▶ **SOURCE RECORDS**:
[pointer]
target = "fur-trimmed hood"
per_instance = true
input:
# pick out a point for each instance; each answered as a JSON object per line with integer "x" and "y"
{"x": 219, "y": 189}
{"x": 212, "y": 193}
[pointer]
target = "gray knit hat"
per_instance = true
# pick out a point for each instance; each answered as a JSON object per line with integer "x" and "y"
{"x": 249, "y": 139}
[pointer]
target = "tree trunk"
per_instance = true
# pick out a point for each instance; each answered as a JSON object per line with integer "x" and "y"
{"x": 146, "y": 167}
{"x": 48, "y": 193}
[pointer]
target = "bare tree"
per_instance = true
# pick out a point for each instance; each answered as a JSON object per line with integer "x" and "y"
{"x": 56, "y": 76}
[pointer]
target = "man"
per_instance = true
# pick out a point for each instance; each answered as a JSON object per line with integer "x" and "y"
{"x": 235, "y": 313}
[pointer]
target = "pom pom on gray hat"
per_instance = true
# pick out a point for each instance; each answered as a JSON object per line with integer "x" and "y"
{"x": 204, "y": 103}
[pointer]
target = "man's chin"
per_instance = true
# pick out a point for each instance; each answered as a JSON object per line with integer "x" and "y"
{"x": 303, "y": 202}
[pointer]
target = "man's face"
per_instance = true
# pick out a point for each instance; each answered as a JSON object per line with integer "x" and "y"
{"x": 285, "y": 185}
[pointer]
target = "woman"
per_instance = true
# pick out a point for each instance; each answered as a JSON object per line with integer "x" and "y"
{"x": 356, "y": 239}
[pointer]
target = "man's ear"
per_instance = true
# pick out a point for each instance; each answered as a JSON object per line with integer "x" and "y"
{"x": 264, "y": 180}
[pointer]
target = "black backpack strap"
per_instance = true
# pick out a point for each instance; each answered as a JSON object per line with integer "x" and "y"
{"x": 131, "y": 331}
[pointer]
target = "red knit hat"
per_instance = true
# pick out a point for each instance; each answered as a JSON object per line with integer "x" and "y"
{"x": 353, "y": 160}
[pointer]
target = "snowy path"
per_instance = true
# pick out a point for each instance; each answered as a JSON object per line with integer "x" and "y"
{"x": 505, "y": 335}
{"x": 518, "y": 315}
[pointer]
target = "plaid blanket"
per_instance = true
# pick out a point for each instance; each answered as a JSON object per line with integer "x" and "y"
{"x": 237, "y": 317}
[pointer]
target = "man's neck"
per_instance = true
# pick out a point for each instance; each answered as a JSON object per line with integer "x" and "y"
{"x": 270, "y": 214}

▶ **AIM**: Transcribe the material exactly as it reads.

▶ **TASK RESPONSE**:
[pointer]
target = "fur-trimmed hood"
per_instance = true
input:
# pick out a point for each instance; each answered as a JSON object per line with integer "x" and "y"
{"x": 219, "y": 189}
{"x": 212, "y": 193}
[pointer]
target = "gray knit hat"
per_instance = true
# pick out a point for each instance; each answered as a JSON object per line with integer "x" and "y"
{"x": 249, "y": 139}
[pointer]
target = "tree trunk"
per_instance = true
# pick out a point for each instance; each answered as a JSON object per line with integer "x" and "y"
{"x": 146, "y": 167}
{"x": 48, "y": 193}
[pointer]
target = "bare tree"
per_instance = true
# pick out a point for each instance; each answered as a JSON object per line with integer "x" and "y"
{"x": 56, "y": 76}
[pointer]
target = "man"
per_instance = true
# pick out a point for each instance; each answered as a JSON object per line with integer "x" and "y"
{"x": 235, "y": 313}
[pointer]
target = "pom pom on gray hat"
per_instance = true
# pick out a point for each instance; each answered as a JSON object per line with integer "x" and "y"
{"x": 204, "y": 103}
[pointer]
target = "man's chin"
per_instance = true
# pick out a point for each instance; each answered as a JSON object per line with integer "x" and "y"
{"x": 303, "y": 202}
[pointer]
target = "man's face"
per_instance = true
# pick out a point for each instance; each answered as a JSON object per line with integer "x" and "y"
{"x": 285, "y": 185}
[pointer]
target = "woman"
per_instance = true
# pick out a point for each instance; each answered as a JSON object per line with integer "x" and "y"
{"x": 356, "y": 239}
[pointer]
target = "man's ear"
per_instance = true
# pick out a point for each instance; each answered as a JSON object per line with integer "x" and "y"
{"x": 264, "y": 180}
[pointer]
target = "black backpack strap"
per_instance = true
# pick out a point for each instance; each answered as a JSON object per line with integer "x" and "y"
{"x": 131, "y": 331}
[pointer]
target = "red knit hat"
per_instance = true
# pick out a point for each instance; each answered as a JSON object per line with integer "x" and "y"
{"x": 353, "y": 160}
[pointer]
target = "snowy path"
per_instance = true
# pick out a point for each instance; each answered as a JSON object per line with integer "x" and "y"
{"x": 505, "y": 335}
{"x": 518, "y": 315}
[pointer]
target = "plaid blanket"
per_instance = true
# pick out a point for each instance; each answered as a JSON object per line with integer "x" and "y"
{"x": 237, "y": 317}
[pointer]
target = "man's neck"
per_instance = true
# pick out a point for each instance; each answered as a JSON object per line with integer "x" and "y"
{"x": 270, "y": 214}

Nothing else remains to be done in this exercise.